→ Consignes:
- A) Recopiez fidèlement le passage de l'article sur Casablanca qui va de « Au bout de trois » jusqu'à « de ses habitants. » inclus.
- B) D'après l'article sur Casablanca, pendant combien d'années les Casablancais ont-ils subi les désagréments des travaux du tramway ?
- C) Énumérez tous les facteurs que l'article sur Casablanca désigne comme responsables des taux élevés de pollution.

→ Texte à lire:
▬▬▬
Casablanca bloquée, que faire ?

Au bout de trois ans de galère à cause des travaux du tramway, les Casablancais auront enfin droit à ce mode de transport. Une solution parmi d’autres qui devrait façonner le nouveau visage de la métropole, décongestionner la circulation infernale et réduire les taux inquiétants de pollution. Tant de maux qui rongent la ville et empoisonnent la vie de ses habitants.

Par: Hayat Kamal Idrissi

Darlbeida dites-vous ?

La Ville Blanche serait-elle un point noir en termes environnementaux ? Le fleuron économique du pays est en effet victime de son propre succès. Les différentes études scientifiques le confirment. Une menace lourde pèse sur la ville et sur la santé de ses habitants qui souffrent de plus en plus de maladies respiratoires et autres maux chroniques. Le coupable ? Les taux élevés de pollution causés par les zones industrielles, le parc automobile vétuste, la gestion « défaillante » des déchets, sans oublier le manque flagrant de civisme chez bon nombre d’habitants.
▬▬▬
→ Extrait de données:
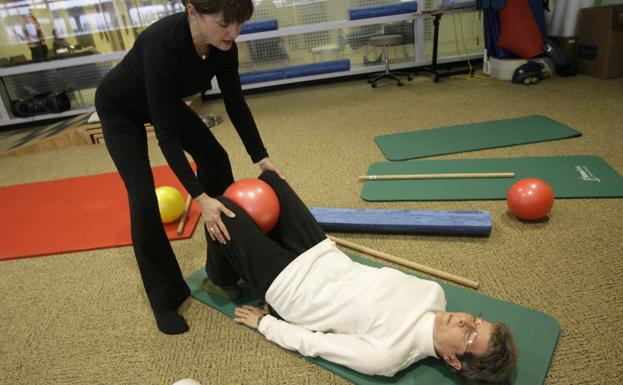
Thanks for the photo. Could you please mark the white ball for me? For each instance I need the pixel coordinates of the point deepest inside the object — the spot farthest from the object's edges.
(187, 381)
▬▬▬
→ Corrigé des activités:
- A)
Au bout de trois ans de galère à cause des travaux du tramway, les Casablancais auront enfin droit à ce mode de transport. Une solution parmi d’autres qui devrait façonner le nouveau visage de la métropole, décongestionner la circulation infernale et réduire les taux inquiétants de pollution. Tant de maux qui rongent la ville et empoisonnent la vie de ses habitants.

- B) Pendant trois ans.

- C)
- Les zones industrielles
- Le parc automobile vétuste
- La gestion « défaillante » des déchets
- Le manque flagrant de civisme chez bon nombre d'habitants